→ **EXERCISE REQUIREMENTS**: Please return the data word for word and leave out any picture it contains.

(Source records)
======

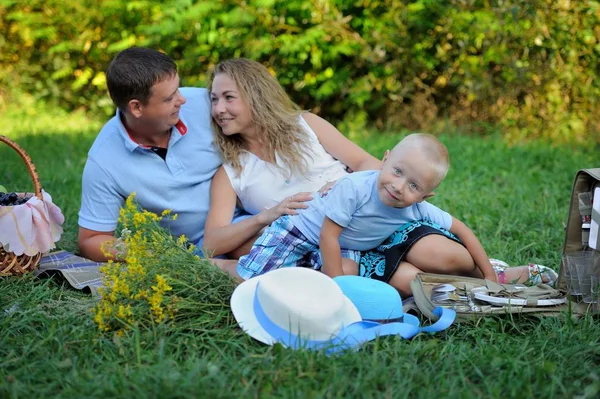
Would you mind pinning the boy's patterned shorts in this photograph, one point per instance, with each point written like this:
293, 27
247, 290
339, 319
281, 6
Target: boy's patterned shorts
283, 245
381, 263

======

→ **EXPECTED ANSWER**:
Would you mind pinning the boy's patterned shorts in this photograph, one point per instance, with each point written like this:
293, 27
247, 290
339, 319
281, 6
Target: boy's patterned shorts
283, 245
381, 263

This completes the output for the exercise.